## What the task requires:
Copy out only the span from the line with "<point>724,311</point>" to the end of the data, both ends kept, word for word.

────────────────

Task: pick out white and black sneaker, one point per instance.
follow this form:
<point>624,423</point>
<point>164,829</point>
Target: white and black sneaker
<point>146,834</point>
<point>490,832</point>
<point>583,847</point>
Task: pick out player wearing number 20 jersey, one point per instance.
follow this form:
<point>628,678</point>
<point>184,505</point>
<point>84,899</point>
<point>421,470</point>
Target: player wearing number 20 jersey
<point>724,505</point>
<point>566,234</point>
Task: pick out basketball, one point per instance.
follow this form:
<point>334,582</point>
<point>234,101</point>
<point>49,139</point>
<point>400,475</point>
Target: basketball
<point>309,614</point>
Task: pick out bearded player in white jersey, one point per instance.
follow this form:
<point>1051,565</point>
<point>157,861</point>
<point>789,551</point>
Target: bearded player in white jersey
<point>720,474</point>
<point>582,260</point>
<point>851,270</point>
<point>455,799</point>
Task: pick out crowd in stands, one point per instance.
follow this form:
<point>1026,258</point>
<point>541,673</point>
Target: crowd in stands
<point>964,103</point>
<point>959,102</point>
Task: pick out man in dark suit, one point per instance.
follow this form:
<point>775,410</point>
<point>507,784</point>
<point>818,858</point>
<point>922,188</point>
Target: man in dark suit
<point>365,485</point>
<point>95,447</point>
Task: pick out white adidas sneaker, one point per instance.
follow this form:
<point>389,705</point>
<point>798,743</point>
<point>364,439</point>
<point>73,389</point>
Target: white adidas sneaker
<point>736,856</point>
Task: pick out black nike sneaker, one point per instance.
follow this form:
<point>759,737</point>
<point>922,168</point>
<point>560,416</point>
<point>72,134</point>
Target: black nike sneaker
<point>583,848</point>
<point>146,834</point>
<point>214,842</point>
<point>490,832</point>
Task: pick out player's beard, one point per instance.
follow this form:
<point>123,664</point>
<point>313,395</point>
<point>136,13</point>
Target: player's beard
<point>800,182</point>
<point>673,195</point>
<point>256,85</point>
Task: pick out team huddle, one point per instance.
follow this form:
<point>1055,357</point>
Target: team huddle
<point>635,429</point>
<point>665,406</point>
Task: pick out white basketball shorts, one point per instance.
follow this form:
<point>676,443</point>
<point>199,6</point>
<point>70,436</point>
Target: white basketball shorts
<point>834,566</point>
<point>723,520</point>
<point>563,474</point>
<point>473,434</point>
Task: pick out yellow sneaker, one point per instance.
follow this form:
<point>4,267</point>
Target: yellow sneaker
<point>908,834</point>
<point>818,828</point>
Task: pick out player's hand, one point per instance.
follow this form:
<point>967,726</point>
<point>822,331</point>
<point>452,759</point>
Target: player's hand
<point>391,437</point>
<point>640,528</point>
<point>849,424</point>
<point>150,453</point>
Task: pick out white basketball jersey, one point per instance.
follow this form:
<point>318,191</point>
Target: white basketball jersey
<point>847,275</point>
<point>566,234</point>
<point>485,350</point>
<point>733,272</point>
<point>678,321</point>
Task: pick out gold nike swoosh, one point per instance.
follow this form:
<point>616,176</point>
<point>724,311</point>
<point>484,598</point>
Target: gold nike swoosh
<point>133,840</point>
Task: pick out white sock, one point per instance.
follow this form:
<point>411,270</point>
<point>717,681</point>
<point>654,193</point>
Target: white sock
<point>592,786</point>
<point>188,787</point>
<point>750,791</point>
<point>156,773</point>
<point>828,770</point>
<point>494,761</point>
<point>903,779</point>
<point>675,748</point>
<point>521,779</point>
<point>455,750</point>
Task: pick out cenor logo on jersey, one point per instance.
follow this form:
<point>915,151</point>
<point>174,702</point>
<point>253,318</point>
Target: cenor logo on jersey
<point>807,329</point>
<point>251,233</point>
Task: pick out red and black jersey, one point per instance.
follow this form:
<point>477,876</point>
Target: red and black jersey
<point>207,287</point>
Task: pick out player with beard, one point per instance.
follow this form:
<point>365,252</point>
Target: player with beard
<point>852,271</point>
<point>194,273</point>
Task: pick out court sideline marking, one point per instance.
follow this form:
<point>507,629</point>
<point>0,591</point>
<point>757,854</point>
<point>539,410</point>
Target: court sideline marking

────────────────

## Your response:
<point>724,311</point>
<point>484,598</point>
Target: gold nike swoosh
<point>133,840</point>
Task: pick out white sock, one point per instance.
follow this form:
<point>411,270</point>
<point>717,681</point>
<point>654,193</point>
Target: white sock
<point>592,786</point>
<point>188,787</point>
<point>750,791</point>
<point>156,773</point>
<point>828,770</point>
<point>494,761</point>
<point>903,779</point>
<point>675,748</point>
<point>521,779</point>
<point>455,750</point>
Task: pick out cenor logo on jersey, one point per instance.
follow this form:
<point>915,151</point>
<point>174,702</point>
<point>253,318</point>
Target: cenor logo on jersey
<point>807,329</point>
<point>251,233</point>
Task: pick out red and black jersey, one point per instance.
follow this form:
<point>477,876</point>
Target: red and black jersey
<point>207,287</point>
Task: pick out player with beard, one point per instance.
follow this form:
<point>365,252</point>
Target: player with beard
<point>852,271</point>
<point>194,273</point>
Task: pick out court sideline marking, one point per instance.
follow this form:
<point>507,629</point>
<point>0,591</point>
<point>757,854</point>
<point>539,410</point>
Target: court sideline marking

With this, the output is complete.